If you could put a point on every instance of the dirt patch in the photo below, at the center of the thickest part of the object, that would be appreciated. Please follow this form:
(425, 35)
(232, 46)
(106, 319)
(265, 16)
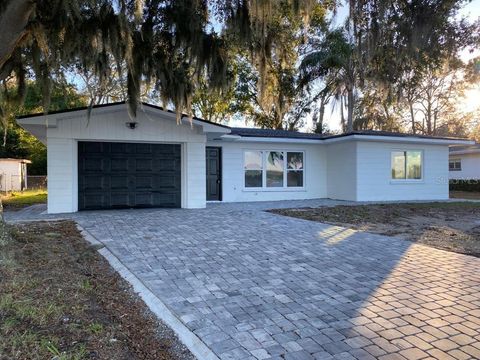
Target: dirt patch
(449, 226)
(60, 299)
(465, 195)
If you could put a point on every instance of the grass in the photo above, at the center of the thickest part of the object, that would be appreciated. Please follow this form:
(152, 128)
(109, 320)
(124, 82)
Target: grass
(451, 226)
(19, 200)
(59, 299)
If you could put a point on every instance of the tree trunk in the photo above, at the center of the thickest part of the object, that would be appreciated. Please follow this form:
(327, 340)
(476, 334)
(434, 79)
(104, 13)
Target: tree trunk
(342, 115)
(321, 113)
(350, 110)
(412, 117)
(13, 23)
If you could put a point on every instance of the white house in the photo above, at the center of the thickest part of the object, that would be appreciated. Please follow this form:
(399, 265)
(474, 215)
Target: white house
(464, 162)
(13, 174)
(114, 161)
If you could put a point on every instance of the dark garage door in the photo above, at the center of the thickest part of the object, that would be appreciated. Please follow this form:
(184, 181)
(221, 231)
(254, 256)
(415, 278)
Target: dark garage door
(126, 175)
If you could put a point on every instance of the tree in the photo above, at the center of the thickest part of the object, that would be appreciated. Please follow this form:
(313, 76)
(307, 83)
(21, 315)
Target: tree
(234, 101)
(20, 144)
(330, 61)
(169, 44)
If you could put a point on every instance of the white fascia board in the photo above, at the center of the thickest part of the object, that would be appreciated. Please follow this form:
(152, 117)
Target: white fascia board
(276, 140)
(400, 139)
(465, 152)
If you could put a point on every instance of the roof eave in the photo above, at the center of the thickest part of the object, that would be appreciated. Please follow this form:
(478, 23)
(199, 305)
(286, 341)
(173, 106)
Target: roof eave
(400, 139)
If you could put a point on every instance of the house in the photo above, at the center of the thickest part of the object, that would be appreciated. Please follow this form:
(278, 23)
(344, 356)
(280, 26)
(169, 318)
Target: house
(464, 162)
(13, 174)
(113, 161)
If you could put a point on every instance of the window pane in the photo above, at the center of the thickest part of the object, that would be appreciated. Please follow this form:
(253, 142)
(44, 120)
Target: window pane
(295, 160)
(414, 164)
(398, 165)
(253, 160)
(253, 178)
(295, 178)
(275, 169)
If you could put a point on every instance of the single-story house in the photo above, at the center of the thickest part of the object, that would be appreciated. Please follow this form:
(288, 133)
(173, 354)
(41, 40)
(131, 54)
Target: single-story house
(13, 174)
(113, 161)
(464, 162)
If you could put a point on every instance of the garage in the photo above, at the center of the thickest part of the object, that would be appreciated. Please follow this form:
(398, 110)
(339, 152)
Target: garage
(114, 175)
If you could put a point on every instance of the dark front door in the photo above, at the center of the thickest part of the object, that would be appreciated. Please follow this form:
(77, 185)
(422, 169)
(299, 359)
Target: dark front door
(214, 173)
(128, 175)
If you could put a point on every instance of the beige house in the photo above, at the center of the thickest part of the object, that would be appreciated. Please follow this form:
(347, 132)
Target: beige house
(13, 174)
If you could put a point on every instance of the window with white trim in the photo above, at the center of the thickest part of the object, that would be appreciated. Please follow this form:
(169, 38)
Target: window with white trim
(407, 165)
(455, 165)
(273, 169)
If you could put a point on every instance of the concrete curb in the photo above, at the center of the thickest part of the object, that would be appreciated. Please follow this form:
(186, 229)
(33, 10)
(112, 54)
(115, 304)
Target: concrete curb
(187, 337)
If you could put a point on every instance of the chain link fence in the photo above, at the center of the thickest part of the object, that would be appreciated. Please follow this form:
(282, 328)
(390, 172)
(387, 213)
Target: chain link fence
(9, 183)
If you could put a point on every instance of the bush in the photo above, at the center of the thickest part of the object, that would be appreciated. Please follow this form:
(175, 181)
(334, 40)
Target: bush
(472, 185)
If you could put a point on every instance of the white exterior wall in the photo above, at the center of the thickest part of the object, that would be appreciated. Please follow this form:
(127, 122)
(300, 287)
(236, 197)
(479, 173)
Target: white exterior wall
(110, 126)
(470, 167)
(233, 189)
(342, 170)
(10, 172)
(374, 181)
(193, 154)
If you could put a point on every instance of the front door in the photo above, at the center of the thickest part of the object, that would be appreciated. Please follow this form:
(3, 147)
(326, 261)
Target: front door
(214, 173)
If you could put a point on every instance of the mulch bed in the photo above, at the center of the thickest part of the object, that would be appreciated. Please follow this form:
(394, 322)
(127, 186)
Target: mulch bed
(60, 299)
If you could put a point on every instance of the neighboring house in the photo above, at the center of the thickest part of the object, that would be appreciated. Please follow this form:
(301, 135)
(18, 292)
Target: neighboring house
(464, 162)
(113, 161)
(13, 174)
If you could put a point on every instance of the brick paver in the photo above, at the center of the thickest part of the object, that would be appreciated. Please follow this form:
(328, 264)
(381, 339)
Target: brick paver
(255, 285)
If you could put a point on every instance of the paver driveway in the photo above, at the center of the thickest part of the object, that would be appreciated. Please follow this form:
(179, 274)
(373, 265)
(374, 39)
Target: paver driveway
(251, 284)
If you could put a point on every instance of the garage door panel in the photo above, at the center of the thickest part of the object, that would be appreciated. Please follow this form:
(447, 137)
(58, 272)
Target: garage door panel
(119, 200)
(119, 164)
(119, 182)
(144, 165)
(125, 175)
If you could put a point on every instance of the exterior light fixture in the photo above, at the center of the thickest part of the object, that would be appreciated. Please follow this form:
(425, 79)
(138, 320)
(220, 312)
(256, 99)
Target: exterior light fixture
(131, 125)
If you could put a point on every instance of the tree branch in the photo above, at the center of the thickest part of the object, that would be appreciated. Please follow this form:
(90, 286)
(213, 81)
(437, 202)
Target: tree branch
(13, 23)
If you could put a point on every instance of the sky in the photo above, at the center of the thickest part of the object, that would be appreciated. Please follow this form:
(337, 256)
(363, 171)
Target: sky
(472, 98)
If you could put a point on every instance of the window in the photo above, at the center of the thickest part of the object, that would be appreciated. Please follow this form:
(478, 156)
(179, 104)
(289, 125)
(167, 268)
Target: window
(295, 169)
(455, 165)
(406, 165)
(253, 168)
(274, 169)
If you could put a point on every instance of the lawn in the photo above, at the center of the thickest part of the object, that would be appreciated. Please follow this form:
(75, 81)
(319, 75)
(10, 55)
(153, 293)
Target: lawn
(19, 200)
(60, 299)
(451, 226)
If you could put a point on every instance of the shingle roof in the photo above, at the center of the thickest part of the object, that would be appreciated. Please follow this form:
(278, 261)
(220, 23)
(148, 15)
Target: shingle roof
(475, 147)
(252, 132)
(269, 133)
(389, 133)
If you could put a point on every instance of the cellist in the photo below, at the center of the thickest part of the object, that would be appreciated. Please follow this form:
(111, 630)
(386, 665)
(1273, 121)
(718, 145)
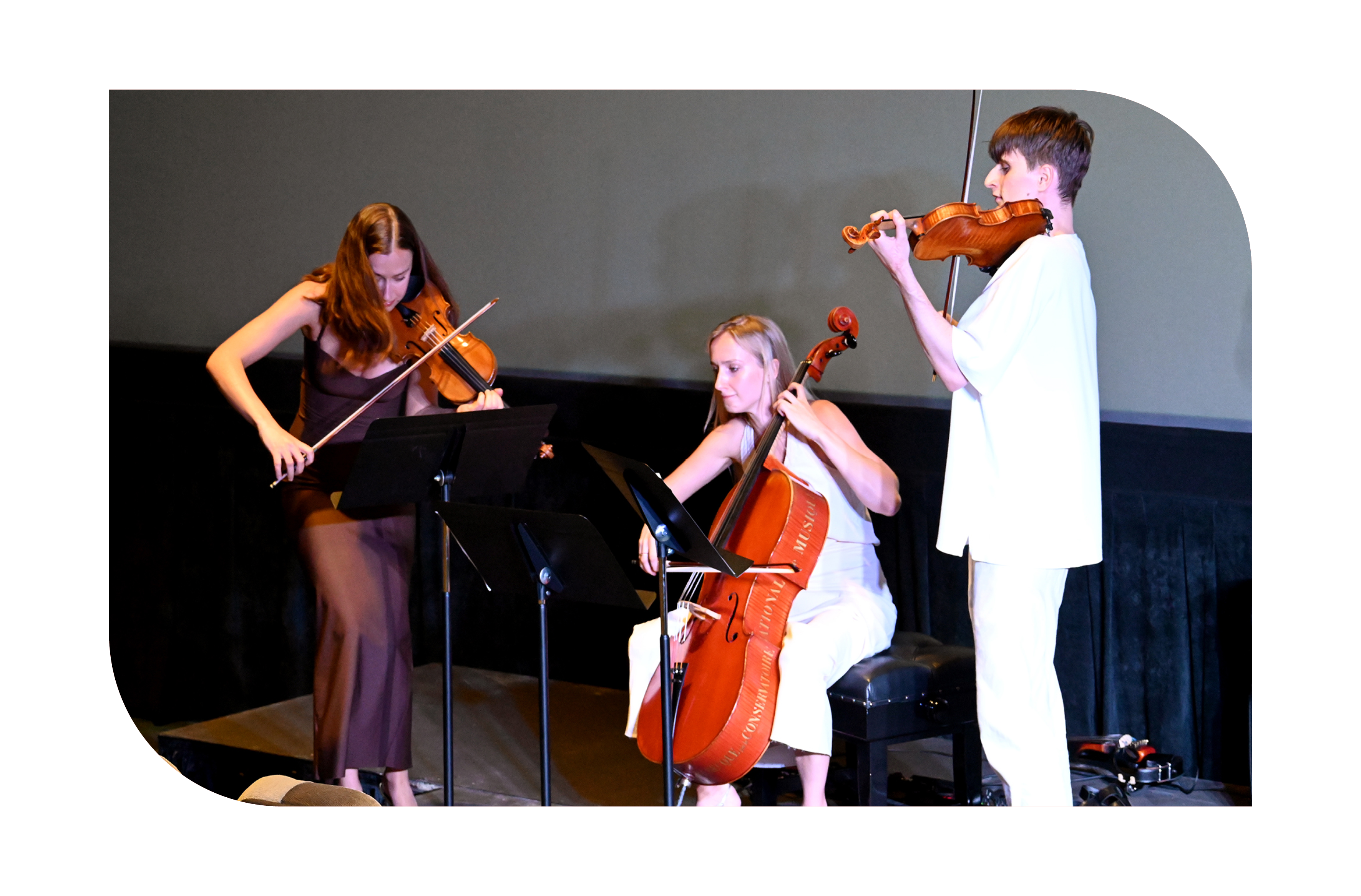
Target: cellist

########################################

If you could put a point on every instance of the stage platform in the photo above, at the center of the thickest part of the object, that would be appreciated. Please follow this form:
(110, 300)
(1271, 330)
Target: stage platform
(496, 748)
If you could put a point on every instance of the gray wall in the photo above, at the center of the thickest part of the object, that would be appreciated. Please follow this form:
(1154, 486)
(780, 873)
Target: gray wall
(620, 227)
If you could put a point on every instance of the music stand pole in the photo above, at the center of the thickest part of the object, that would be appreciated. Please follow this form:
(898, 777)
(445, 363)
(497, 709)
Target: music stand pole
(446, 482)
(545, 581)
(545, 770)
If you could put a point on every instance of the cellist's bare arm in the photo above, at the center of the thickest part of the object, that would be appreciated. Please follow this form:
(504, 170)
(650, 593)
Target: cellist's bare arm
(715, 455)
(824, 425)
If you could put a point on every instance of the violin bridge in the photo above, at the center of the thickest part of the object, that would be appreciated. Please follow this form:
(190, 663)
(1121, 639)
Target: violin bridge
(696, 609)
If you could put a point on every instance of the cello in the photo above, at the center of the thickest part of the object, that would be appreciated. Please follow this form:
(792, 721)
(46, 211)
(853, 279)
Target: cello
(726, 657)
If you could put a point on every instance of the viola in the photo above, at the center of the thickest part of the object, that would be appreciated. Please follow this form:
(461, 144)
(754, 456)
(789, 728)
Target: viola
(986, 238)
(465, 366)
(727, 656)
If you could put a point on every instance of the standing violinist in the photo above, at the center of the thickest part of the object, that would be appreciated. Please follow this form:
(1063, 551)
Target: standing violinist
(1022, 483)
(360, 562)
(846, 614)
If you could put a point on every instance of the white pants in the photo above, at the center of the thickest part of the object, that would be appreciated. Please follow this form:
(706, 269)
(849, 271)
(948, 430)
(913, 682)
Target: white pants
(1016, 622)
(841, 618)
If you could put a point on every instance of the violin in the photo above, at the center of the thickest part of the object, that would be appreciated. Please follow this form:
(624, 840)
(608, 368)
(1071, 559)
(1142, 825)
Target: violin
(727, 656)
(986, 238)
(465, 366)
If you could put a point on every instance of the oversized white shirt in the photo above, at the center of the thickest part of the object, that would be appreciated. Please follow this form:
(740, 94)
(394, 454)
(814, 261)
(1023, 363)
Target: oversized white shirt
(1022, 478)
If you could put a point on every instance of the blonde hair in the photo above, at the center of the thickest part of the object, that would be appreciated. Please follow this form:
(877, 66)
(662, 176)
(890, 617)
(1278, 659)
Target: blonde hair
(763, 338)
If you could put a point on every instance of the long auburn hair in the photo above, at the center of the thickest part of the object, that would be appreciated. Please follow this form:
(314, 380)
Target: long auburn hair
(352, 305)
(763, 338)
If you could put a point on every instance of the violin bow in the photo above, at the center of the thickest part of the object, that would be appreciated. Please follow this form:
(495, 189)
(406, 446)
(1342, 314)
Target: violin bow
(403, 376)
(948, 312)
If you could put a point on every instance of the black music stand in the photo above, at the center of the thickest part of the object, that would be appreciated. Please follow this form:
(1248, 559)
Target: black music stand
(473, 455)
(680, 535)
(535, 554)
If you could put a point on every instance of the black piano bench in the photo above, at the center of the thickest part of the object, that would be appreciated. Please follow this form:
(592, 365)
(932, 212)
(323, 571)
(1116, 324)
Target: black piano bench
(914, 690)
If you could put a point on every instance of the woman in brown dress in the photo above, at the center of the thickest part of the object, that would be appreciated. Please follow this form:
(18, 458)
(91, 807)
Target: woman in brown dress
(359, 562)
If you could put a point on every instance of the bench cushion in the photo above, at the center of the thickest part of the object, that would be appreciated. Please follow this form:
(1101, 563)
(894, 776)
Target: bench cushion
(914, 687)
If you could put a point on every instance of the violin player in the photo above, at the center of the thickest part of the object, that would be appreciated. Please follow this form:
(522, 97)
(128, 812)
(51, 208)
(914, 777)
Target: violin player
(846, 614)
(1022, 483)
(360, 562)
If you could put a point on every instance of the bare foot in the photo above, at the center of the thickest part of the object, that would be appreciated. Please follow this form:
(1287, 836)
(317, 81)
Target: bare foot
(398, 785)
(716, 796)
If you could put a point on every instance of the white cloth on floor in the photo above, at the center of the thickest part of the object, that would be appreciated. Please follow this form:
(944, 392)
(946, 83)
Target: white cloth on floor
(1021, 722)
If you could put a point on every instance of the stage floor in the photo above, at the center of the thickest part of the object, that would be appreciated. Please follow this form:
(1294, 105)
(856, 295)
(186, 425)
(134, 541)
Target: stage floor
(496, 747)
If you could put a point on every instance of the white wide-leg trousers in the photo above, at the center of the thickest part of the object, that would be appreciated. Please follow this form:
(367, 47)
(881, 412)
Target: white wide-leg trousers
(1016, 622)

########################################

### ABOUT THIS EXERCISE
Within the listing above, copy each line that has the string "below".

### WRITTEN SOLUTION
If you could put a point on every instance of the dirt patch in the photo below, at the center of the thickest part of the object, that would be appreciated. Please follow this form:
If you could put a point on every instance of the cellist in the photo below, at the center of the thickest part of the object, that would be appreciated. Please follow this form:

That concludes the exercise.